La fama mundial de Tolstoy a su muerte es inconmensurable según las escalas con que esas cosas son normalmente medidas. Fue como si Picasso, después de pintar Guernica, hubiera mutado en Gandhi sin perder nada de su reputación artística. Se elevaba como un oponente tan físicamente enorme del sistema establecido ruso, que hizo difícil que éste y los extranjeros vieran a los agentes reales de la perdición arrastrándose hacia ellos. En su ensayo sobre la imagen de Tolstoy durante la revolución rusa, Michael Denner señala que en 1917 —siete años después de que muriera— The New York Times culpaba al pacifismo de Tolstoy por el colapso del frente ruso en Galicia. Nadie sabía quiénes eran los bolcheviques, todos sabían de Tolstoy. Muchos comentaristas extranjeros visualizaban a los bolcheviques como vegetarianos santos, severamente gentiles, con barbas largas, blusones y pantalones bombachos.
 
William Nickell describe el mismo drama de la muerte como el primer gran evento mediático ruso. El cuarto en la casa del administración de la estación de Astapovo, donde el agonizante Tolstoy estaba alojado, era el ojo de una tormenta noticiosa. Una horda de reporteros abriéndose paso a codazos entre multitudes de mirones enviaba sus despachos en miles de telegramas a cientos de periódicos, algunos de los cuales cedían la mitad de su espacio editorial a una especie de protoblog congelado. “Por favor borren que Tolstoy comió dos huevos, incorrecto: solo bebió té con leche”, decía un telegrama. Las cámaras estaban ahí, y el cinematógrafo. Uno puede ver a Tolstoy en YouTube. El moderno corolario esencial de una histeria mediática, el análisis autoflagelatorio de los medios sobre sus propias acciones, era desenfrenado, con los reporteros masoquistamente saboreando la ironía de que estaban intentando coger y vender un trozo del gran antimaterialista. “¡Somos un fraude!”, se lamentaba Sergei Yablonobsky, corresponsal de El Telégrafo de Voronezh. “Con cuerpos falsos, almas falsas”.
 
El resultado del escrutinio público sobre la muerte de Tolstoy fue que todos aquellos más cercanos a él al final, inclusive quienes se dejaron caer de casualidad, salieron con sus propias versiones de los eventos. Seis doctores mantuvieron diferentes historias médicas de sus últimos días. Espías del gobierno enviaron informes secretos de vuelta a San Petersburgo. Antes de que Tolstoy huyera de Yasnaya Polyana, él era una de ocho personas que supuestamente mantenían diarios privados en ese lugar. Dushan Makovitsky, el médico personal de Tolstoy, era médico y diarista. Inclusive cuando, durante la huida de Tolstoy hacia la libertad,  él dejaba su lado por un momento, rusos cualesquiera estaban disponibles para monitorear cada palabra del escritor para la posteridad, como si el país entero fuera la casa de un enorme Hermano Mayor con cámaras que cubriera cada metro cuadrado. “En Kozelsk, [Makovitsky] fue a ver el horario de la parada del tren y retornó para encontrar a Tolstoy hablando con una estudiante en la plataforma”, escribe Nickell. “La joven mujer con quien habló después, escribió una versión de su conversación, que fue debidamente impresa en los periódicos de Moscú”.

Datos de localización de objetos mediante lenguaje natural
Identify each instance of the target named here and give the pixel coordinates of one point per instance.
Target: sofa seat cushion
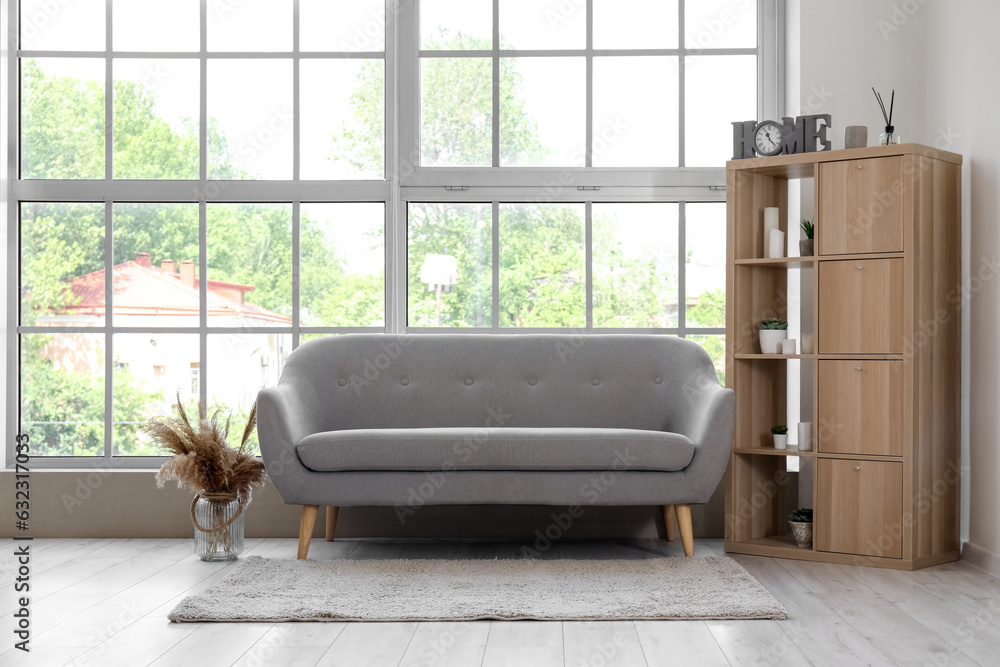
(429, 449)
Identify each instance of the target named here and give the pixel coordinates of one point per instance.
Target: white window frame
(405, 182)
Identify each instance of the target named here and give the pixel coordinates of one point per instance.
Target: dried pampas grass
(203, 460)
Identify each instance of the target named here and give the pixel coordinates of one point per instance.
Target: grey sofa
(471, 419)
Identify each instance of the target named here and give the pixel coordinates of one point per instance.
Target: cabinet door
(861, 206)
(859, 507)
(861, 406)
(861, 306)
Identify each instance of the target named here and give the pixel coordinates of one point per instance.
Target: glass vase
(218, 525)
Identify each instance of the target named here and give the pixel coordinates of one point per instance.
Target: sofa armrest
(708, 419)
(286, 413)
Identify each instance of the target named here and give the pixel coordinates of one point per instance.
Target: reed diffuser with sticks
(222, 477)
(889, 136)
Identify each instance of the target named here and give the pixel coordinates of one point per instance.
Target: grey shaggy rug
(273, 590)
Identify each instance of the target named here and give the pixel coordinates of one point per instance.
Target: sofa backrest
(473, 380)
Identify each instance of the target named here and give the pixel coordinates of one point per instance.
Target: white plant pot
(770, 340)
(805, 436)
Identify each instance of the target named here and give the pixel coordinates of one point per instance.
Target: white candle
(776, 243)
(770, 223)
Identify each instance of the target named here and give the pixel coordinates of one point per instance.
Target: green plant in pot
(772, 332)
(780, 435)
(806, 244)
(801, 522)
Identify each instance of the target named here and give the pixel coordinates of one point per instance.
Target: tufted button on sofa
(393, 420)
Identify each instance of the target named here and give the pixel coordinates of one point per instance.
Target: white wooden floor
(102, 603)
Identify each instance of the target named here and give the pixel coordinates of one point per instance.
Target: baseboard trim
(984, 559)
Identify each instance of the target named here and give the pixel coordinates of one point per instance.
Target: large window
(199, 187)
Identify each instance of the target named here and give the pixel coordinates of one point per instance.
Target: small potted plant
(772, 332)
(806, 244)
(222, 477)
(780, 434)
(801, 522)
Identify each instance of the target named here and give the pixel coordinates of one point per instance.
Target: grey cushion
(429, 449)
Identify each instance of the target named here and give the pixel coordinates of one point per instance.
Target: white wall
(845, 49)
(963, 55)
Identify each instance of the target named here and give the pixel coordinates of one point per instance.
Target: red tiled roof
(149, 291)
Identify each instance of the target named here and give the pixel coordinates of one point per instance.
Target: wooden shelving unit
(885, 392)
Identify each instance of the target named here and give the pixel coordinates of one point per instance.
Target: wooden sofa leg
(668, 521)
(687, 533)
(331, 521)
(306, 524)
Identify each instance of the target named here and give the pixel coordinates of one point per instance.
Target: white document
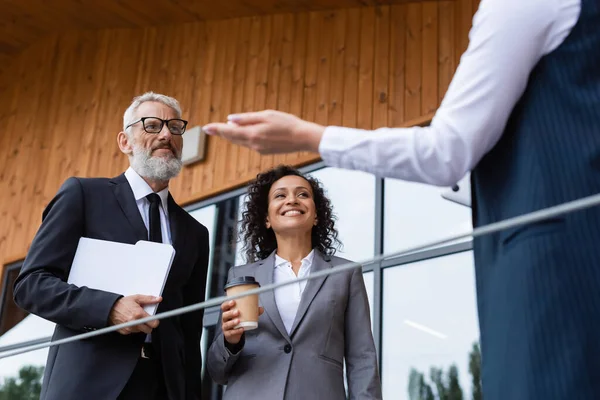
(122, 268)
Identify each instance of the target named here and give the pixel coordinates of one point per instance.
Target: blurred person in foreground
(523, 115)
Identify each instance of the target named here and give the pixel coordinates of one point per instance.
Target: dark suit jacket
(332, 326)
(99, 367)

Consigna A
Reproduce el fragmento sobre la muerte de Tolstoy desde las palabras "La fama mundial" hasta después de "y pantalones bombachos.", renombrando "bolcheviques" como "revolucionarios".
Consigna B
Resume en dos oraciones el texto sobre la muerte de Tolstoy.
Consigna C
Prosigue el texto sobre la muerte de Tolstoy a partir de donde termina.

Resultado esperado A
La fama mundial de Tolstoy a su muerte es inconmensurable según las escalas con que esas cosas son normalmente medidas. Fue como si Picasso, después de pintar Guernica, hubiera mutado en Gandhi sin perder nada de su reputación artística. Se elevaba como un oponente tan físicamente enorme del sistema establecido ruso, que hizo difícil que éste y los extranjeros vieran a los agentes reales de la perdición arrastrándose hacia ellos. En su ensayo sobre la imagen de Tolstoy durante la revolución rusa, Michael Denner señala que en 1917 —siete años después de que muriera— The New York Times culpaba al pacifismo de Tolstoy por el colapso del frente ruso en Galicia. Nadie sabía quiénes eran los revolucionarios, todos sabían de Tolstoy. Muchos comentaristas extranjeros visualizaban a los revolucionarios como vegetarianos santos, severamente gentiles, con barbas largas, blusones y pantalones bombachos.

Resultado esperado B
La muerte de Tolstoy, cuya fama mundial era inconmensurable, fue el primer gran evento mediático ruso: reporteros, mirones y cámaras rodearon la estación de Astapovo y enviaron miles de telegramas a cientos de periódicos. Quienes estuvieron cerca de él al final dejaron sus propias versiones de los hechos, entre ellos seis doctores con historias médicas distintas, espías del gobierno que enviaban informes secretos y rusos cualesquiera que registraban cada palabra suya.

Resultado esperado C
 
De la descripción de Nickell trasunta que los rusos creyeron que algo había muerto para siempre en Astapovo. Era la vanidad, quizá, de Tolstoy al creer que por ser él un pensador original más que un sintetizador de ideas previas, o creer que porque él, en sus palabras, había “descubierto la ley de Cristo como algo nuevo”, el resto de Rusia podría y debía descubrirlo también. Muchos creían en él, no solo como un gran artista sino como el último gurú cristiano. Inclusive antes de que sucediera, Alexander Blok parecía estar anticipando la muerte de Tolstoy como el fin de una era de ideas, una era en la que, para bien o para mal, una idea podía caer sobre un pueblo pequeño, la estepa o una pradera, como la brasa de una explosión lejana, y envolverlos en un infierno de entusiasmo. “Mientras Tolstoy esté vivo y siguiendo los surcos detrás de un arado, detrás de su caballo blanco, la mañana será aún fresca y estará cubierta de rocío, libre de amenazas, los vampiros dormirán y... gracias, Dios”, escribió Blok cuando Tolstoy tenía 80 años. “Aquí viene Tolstoy; en realidad, es el sol que sale. Pero si el sol se pone, Tolstoy muere, el último genio nos deja; ¿qué entonces?”.